▸ Recorded data

--------------------------------

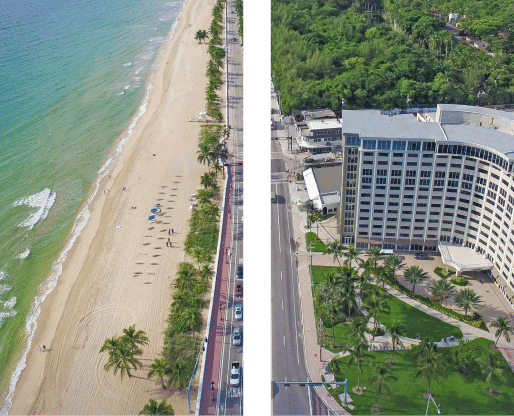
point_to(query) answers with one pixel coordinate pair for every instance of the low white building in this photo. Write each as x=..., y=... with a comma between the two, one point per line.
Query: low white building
x=323, y=186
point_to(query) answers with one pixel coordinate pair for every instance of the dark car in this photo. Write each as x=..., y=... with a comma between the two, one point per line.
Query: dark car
x=239, y=290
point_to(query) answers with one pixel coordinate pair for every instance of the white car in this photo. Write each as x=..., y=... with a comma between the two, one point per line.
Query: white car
x=238, y=312
x=236, y=336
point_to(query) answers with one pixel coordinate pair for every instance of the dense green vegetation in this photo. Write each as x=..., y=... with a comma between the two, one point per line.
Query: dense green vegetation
x=458, y=391
x=323, y=51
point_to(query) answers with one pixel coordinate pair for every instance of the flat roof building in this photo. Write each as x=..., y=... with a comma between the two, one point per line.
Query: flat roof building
x=417, y=180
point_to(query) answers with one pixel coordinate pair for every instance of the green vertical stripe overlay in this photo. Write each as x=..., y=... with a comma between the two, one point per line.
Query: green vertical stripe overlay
x=256, y=236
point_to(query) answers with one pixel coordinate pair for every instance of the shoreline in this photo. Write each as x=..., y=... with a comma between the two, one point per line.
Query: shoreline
x=85, y=250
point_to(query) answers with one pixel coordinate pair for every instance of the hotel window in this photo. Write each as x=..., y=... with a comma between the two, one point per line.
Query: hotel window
x=369, y=144
x=384, y=145
x=430, y=146
x=399, y=145
x=414, y=146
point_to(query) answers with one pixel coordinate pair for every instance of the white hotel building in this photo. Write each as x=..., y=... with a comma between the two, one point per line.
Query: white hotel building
x=414, y=181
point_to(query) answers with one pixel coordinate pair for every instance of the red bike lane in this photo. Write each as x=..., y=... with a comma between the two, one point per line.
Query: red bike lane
x=213, y=354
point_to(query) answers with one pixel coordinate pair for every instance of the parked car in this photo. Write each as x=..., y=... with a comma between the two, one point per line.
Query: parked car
x=239, y=290
x=235, y=374
x=238, y=312
x=236, y=336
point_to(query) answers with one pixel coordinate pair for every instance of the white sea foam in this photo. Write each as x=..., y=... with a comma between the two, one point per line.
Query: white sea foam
x=9, y=304
x=23, y=255
x=80, y=222
x=42, y=200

--------------------------------

▸ TASK DESCRIPTION
Scale the records from their start through the line containing "x=323, y=186", both ends included, by repeating every line with the requests unchanged and multiplying each pixel coordinate in the answers by 0.8, rounding to whole numbers with halves going up. Leave the pictures out of your answer.

▸ SOLUTION TO THE PROBLEM
point_to(query) answers with one pixel coordinate pair for every instance of the low white building in this photo. Write each as x=..., y=... with a comma between the two, one point per line.
Query: low white building
x=258, y=149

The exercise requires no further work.